What do they mean? You will hear some sophisticated glosses—but, on balance, I find it hard to separate the new “Heritage Americanism” from the old, familiar nativism.
Moreover, “Heritage Americanism” is a form of identity politics. Another one. Our country has no shortage of them, alas.
Many of the “Heritage Americans,” I bet, would decry “hyphenated Americanism.” You’re an American or you’re not. But while the term “Heritage American” has no hyphen, it does have a modifier.
Like you, certainly, I know plenty of people from old American families and plenty of people from newer ones. Some people, from whatever family, are lousy Americans (in my judgment). Some are very good ones.
They are all individuals.
If I may adapt a phrase from our British cousins: American is as American does. And thinks and feels. Are you for the rule of law, limited government, individual rights, free enterprise, E pluribus unum, etc.? I know some “Heritage Americans” who could use some serious assimilation.
For most of my life, conservatives frequently said that recent arrivals were often more American than the native-born: more appreciative, more informed, less complacent.
When I was growing up in Michigan, I knew many immigrants and refugees. They tended to be gung-ho American. My fourth-grade teacher was from the Soviet Union—Ukraine, in particular. (It was from him that I first learned that a Ukrainian was not a Russian.)
For about 60 years, Bernard Bailyn taught Harvard kids US colonial and revolutionary history. In his classes were many bluebloods. Professor Bailyn was born into a Jewish family in 1922. Did he qualify as a “Heritage American”? He was certainly an authority on it—our heritage.
Peter Schramm was born in Hungary in 1946. He and his family escaped ten years later in the midst of the uprising (which was crushed by Soviet tanks). His father liked to say, “We were born Americans, but in the wrong place.”
(This reminds me of a slogan in Texas: “I wasn’t born in Texas, but I got here as fast as I could.”)
Peter Schramm was a political scientist and an intellectual hero of many conservatives. He often said that it was his mission in life to teach Americans their heritage and make them appreciative of it. For years, he led the Ashbrook Center at Ashland University in Ohio. The center has a podcast called The American Idea [ [link removed] ].

» **TO-DO LIST**
1. In the passage on Heritage Americanism, what center did Peter Schramm lead for years?
2. Reproduce the passage on Heritage Americanism word for word, from "They are all" up to and including "not a Russian.)".

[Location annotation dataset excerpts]
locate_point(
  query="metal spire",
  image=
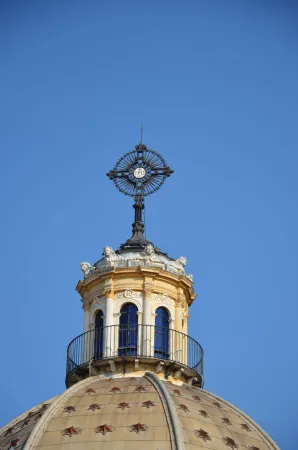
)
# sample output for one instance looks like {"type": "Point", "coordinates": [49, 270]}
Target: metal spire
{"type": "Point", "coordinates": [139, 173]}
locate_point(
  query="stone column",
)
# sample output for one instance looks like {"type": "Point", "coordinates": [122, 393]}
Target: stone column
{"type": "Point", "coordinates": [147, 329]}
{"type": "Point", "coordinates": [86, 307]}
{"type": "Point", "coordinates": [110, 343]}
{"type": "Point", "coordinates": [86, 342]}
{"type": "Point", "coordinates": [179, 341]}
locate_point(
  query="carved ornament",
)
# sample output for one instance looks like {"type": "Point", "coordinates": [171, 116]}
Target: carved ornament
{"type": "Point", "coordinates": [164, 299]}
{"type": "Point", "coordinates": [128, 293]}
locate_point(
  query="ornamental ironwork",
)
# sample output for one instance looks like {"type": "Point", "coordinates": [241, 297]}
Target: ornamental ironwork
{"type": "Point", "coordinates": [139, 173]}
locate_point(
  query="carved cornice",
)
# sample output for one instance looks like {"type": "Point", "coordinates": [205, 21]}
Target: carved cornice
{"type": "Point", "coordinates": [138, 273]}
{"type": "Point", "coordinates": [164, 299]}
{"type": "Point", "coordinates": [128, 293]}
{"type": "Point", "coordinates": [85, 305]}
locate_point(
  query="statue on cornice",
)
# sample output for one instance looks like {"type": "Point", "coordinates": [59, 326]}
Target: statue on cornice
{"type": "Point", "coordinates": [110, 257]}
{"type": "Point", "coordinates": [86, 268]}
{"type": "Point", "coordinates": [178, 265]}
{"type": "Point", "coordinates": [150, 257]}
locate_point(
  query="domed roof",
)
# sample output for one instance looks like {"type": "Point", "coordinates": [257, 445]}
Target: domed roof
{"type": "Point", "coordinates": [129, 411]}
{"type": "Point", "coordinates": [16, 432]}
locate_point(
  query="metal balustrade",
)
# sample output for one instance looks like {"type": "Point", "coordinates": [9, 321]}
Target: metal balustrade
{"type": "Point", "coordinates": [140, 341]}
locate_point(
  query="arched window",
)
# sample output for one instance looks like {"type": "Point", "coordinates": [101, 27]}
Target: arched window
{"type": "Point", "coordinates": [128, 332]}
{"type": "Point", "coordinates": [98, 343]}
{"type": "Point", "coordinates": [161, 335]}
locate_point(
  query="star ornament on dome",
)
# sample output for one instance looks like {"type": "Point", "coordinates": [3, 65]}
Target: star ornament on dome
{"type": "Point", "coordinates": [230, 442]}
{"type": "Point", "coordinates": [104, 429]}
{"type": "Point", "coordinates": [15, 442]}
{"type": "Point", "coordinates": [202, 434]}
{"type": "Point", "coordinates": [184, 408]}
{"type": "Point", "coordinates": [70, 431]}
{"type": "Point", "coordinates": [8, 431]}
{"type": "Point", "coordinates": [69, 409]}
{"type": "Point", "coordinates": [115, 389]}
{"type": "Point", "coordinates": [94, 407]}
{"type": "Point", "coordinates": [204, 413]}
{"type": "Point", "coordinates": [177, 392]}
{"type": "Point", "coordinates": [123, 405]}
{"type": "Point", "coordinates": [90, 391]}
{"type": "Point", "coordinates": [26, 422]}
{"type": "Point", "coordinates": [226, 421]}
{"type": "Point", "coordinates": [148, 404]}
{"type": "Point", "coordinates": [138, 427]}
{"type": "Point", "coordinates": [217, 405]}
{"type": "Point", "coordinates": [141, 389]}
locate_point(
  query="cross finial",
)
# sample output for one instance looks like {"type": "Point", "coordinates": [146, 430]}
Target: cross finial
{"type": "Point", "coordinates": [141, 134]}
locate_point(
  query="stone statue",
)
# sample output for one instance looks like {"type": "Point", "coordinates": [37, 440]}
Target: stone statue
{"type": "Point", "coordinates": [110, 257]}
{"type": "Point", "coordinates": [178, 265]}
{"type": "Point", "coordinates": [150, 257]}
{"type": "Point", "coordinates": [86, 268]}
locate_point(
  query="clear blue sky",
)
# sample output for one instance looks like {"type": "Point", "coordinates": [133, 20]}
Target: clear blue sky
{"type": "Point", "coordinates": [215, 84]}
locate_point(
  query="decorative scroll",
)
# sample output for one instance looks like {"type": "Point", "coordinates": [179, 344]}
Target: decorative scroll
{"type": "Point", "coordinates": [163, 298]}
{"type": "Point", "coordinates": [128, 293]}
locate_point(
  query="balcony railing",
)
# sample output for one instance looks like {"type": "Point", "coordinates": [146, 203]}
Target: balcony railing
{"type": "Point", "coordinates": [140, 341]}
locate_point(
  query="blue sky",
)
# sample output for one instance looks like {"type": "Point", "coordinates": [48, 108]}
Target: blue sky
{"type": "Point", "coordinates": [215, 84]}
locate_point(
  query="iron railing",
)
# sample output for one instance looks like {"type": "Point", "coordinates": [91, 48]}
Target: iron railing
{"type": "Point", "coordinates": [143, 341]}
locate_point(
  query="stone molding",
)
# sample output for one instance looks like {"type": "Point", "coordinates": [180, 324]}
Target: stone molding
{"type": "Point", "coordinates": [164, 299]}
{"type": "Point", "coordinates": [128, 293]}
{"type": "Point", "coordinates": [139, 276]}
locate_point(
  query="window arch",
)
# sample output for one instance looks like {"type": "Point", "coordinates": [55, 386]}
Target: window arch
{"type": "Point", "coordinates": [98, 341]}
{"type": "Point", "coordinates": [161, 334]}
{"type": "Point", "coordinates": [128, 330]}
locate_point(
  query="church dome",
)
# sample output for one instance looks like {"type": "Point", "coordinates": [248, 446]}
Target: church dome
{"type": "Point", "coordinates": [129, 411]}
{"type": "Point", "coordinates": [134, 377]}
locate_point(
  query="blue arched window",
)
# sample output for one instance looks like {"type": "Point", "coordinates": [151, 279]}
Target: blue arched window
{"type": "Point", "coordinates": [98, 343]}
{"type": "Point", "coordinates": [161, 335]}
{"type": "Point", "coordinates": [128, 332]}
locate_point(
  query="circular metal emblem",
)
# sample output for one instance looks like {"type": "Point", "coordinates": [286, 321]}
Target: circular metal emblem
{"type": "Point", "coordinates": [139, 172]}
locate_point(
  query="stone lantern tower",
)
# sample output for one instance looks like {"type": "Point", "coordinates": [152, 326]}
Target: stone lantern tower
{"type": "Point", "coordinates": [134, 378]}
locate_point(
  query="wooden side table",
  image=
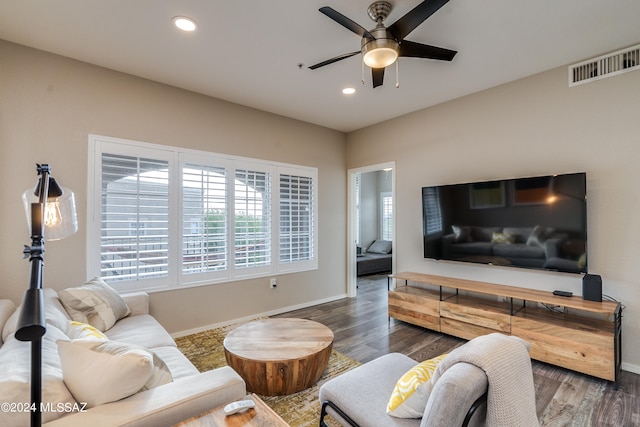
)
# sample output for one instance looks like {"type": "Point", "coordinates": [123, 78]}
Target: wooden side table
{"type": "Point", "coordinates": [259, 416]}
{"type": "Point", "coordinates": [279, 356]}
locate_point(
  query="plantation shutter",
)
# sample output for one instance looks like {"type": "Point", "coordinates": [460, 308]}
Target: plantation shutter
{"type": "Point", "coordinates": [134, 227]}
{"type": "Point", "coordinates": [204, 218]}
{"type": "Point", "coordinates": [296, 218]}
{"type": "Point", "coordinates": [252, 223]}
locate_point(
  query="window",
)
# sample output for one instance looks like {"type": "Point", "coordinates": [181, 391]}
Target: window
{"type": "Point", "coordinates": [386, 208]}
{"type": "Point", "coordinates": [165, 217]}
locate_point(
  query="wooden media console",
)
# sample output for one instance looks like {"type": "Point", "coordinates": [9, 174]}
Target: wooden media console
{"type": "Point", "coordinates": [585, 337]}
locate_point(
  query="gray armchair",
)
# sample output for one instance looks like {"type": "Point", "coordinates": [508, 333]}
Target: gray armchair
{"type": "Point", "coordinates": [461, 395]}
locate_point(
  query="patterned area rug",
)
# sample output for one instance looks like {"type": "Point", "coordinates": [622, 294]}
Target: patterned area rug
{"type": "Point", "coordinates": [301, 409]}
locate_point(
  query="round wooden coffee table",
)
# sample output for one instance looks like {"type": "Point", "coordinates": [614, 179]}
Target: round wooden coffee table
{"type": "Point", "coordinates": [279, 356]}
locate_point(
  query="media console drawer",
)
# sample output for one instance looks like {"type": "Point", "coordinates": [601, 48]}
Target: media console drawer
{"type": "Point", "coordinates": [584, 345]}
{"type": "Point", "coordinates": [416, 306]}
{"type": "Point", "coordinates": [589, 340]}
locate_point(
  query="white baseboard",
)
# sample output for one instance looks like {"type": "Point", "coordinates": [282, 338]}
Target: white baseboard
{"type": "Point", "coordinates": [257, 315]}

» **TASK SOLUTIONS**
1. The Ashbrook Center at Ashland University in Ohio.

2.
They are all individuals.
If I may adapt a phrase from our British cousins: American is as American does. And thinks and feels. Are you for the rule of law, limited government, individual rights, free enterprise, E pluribus unum, etc.? I know some “Heritage Americans” who could use some serious assimilation.
For most of my life, conservatives frequently said that recent arrivals were often more American than the native-born: more appreciative, more informed, less complacent.
When I was growing up in Michigan, I knew many immigrants and refugees. They tended to be gung-ho American. My fourth-grade teacher was from the Soviet Union—Ukraine, in particular. (It was from him that I first learned that a Ukrainian was not a Russian.)